-- begin Extracted records --

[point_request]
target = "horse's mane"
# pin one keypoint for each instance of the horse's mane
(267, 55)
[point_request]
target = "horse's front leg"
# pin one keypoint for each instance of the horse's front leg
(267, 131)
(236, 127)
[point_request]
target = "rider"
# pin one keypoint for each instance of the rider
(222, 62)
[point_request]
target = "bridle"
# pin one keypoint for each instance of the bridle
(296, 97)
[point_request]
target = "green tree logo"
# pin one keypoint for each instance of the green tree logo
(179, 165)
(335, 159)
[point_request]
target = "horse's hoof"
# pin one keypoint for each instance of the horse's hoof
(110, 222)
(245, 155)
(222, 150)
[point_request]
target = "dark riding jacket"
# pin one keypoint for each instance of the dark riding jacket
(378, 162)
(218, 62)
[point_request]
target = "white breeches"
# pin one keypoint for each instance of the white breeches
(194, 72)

-- end Extracted records --
-- begin Extracted records --

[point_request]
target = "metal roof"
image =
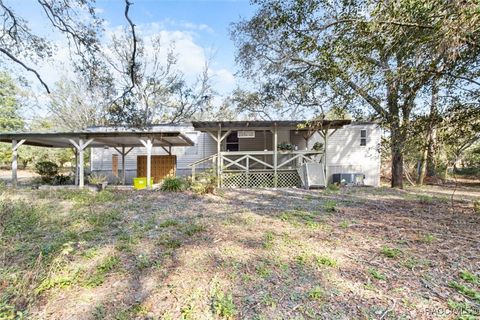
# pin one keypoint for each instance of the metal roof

-- end Extracted records --

Which lines of the records contain the word "mane"? Gather each of them and copy it out in full.

#### Result below:
target = "horse's mane"
# pin one keypoint for each instance of the horse's mane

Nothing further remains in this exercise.